Entries from an annotation dataset:

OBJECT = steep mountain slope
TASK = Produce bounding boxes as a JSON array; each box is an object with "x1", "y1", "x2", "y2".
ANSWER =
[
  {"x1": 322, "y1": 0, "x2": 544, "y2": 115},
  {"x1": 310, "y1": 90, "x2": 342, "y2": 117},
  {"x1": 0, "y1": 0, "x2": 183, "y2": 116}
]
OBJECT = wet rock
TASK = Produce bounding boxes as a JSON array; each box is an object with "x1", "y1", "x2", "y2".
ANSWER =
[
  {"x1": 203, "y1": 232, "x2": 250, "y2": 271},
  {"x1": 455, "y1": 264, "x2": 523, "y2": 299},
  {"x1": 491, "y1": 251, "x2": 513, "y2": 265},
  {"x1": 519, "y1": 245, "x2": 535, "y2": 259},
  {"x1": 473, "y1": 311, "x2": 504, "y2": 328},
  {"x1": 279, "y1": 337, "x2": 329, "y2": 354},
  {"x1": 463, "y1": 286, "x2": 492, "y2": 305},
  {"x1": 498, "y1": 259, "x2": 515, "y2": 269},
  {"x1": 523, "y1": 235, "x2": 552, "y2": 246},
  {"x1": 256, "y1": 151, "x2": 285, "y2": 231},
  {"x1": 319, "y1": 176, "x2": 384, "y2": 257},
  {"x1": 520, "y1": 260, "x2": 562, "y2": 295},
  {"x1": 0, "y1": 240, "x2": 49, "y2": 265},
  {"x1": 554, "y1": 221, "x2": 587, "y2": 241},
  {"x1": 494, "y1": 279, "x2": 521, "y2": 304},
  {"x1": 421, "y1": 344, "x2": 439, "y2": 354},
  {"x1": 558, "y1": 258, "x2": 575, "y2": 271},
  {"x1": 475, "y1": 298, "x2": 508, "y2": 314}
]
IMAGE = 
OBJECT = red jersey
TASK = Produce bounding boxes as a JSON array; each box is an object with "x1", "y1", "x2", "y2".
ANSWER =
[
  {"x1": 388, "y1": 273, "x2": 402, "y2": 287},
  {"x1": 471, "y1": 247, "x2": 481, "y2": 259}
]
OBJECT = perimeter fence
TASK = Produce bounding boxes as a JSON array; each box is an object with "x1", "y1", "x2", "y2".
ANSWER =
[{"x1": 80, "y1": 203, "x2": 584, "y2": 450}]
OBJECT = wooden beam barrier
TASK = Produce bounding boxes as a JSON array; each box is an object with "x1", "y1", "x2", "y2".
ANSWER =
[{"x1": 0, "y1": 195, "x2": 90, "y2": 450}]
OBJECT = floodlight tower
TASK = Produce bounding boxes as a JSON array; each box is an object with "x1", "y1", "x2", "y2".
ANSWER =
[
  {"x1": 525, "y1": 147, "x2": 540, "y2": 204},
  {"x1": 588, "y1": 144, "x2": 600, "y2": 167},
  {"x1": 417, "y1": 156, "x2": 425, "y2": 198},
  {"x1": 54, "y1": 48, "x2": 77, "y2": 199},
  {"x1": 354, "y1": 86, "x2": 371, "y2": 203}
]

### Exercise directions
Pull every line from the listing above and reproduce each one unchanged.

### Result for this task
OBJECT = steep mountain slope
TASK = Produce bounding boxes as a JSON array; each box is an object with "x1", "y1", "x2", "y2".
ANSWER =
[
  {"x1": 322, "y1": 0, "x2": 544, "y2": 115},
  {"x1": 310, "y1": 90, "x2": 342, "y2": 117},
  {"x1": 0, "y1": 0, "x2": 183, "y2": 116}
]
OBJECT = wet rock
TASK = Produce bounding boxes as a JSON array; each box is an object with "x1", "y1", "x2", "y2".
ANSWER =
[
  {"x1": 203, "y1": 232, "x2": 250, "y2": 271},
  {"x1": 455, "y1": 264, "x2": 523, "y2": 299},
  {"x1": 491, "y1": 251, "x2": 513, "y2": 265},
  {"x1": 519, "y1": 245, "x2": 535, "y2": 259},
  {"x1": 473, "y1": 311, "x2": 504, "y2": 328},
  {"x1": 279, "y1": 337, "x2": 329, "y2": 354},
  {"x1": 463, "y1": 286, "x2": 492, "y2": 305},
  {"x1": 498, "y1": 259, "x2": 515, "y2": 269},
  {"x1": 523, "y1": 235, "x2": 552, "y2": 246},
  {"x1": 256, "y1": 151, "x2": 285, "y2": 231},
  {"x1": 319, "y1": 176, "x2": 384, "y2": 257},
  {"x1": 520, "y1": 260, "x2": 562, "y2": 295},
  {"x1": 0, "y1": 240, "x2": 49, "y2": 265},
  {"x1": 554, "y1": 221, "x2": 587, "y2": 241},
  {"x1": 494, "y1": 279, "x2": 521, "y2": 304},
  {"x1": 421, "y1": 344, "x2": 439, "y2": 354},
  {"x1": 558, "y1": 258, "x2": 575, "y2": 271},
  {"x1": 475, "y1": 298, "x2": 508, "y2": 314}
]
IMAGE = 
OBJECT = red jersey
TASK = Produce bounding boxes as a JSON array; each box is an object with "x1", "y1", "x2", "y2".
ANSWER =
[
  {"x1": 388, "y1": 273, "x2": 402, "y2": 287},
  {"x1": 471, "y1": 247, "x2": 481, "y2": 259}
]
OBJECT = perimeter fence
TASK = Produce bounding boxes as a JSON array; each box is an object with "x1", "y1", "x2", "y2".
ANSWER =
[{"x1": 80, "y1": 203, "x2": 584, "y2": 450}]
OBJECT = wooden beam barrier
TASK = Produce bounding boxes as a JSON array; each box is an object with "x1", "y1", "x2", "y2".
ANSWER =
[{"x1": 0, "y1": 195, "x2": 90, "y2": 450}]
OBJECT = floodlight tower
TASK = Produce bounding boxes as a JSON array; each box is an object with "x1", "y1", "x2", "y2".
ANSWER =
[
  {"x1": 525, "y1": 147, "x2": 540, "y2": 204},
  {"x1": 588, "y1": 144, "x2": 600, "y2": 167},
  {"x1": 417, "y1": 156, "x2": 425, "y2": 198},
  {"x1": 54, "y1": 48, "x2": 77, "y2": 199},
  {"x1": 354, "y1": 86, "x2": 371, "y2": 203}
]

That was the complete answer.